Records from a dataset
+ + +

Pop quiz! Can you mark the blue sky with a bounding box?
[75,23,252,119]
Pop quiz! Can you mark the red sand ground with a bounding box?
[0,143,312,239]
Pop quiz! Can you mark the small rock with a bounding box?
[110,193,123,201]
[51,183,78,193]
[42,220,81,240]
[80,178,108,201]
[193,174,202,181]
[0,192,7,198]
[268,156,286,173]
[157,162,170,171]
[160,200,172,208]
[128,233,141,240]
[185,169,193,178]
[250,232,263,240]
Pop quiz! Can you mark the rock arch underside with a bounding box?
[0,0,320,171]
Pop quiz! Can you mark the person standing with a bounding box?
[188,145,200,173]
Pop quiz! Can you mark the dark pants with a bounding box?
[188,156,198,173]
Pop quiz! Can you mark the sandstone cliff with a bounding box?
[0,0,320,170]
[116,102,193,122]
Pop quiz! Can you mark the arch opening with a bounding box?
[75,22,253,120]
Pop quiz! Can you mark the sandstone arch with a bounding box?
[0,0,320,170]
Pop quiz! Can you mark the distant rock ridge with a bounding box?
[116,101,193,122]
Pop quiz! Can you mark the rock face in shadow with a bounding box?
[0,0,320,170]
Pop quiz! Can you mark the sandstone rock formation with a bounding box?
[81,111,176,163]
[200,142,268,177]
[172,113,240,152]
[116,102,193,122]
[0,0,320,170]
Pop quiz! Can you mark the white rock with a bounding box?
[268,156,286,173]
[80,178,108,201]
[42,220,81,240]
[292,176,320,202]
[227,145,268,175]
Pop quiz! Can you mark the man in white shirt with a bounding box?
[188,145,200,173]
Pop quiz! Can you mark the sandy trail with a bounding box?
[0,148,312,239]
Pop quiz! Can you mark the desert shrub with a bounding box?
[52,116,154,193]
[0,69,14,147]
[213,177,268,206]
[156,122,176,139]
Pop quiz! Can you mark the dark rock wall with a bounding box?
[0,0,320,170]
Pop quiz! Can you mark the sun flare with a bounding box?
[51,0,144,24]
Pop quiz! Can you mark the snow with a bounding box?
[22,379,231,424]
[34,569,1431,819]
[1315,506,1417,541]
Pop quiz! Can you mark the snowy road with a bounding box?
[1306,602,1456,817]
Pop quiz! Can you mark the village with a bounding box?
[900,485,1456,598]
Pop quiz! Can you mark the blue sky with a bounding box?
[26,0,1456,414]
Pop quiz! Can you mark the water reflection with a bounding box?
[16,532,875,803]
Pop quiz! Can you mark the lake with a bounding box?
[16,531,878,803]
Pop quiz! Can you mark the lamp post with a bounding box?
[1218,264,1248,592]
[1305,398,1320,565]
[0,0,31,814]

+ + +

Extract every line from the one containing "Pop quiz! Can you mark the snow with" through the end of the records, inclusive, and reproduce them verbatim.

Pop quiz! Can you mark the snow with a bounding box?
[22,379,231,424]
[34,569,1431,819]
[1315,506,1417,541]
Pop quiz! Can you mark the snowy road with a bounding box?
[1306,602,1456,817]
Pop quiz! Can you mark the village with a bounding box?
[900,485,1456,598]
Pop quiz! Can you mark the blue sky with a bounding box?
[26,0,1456,414]
Pop quiz! Can you mark the water reflection with a bounding box?
[16,532,875,803]
Pop quiz! Can you mark the lake with a bounding box?
[16,531,878,803]
Pop quiz! Can you mark the lamp post with a bounding box?
[1218,264,1248,592]
[1305,398,1320,565]
[0,0,31,814]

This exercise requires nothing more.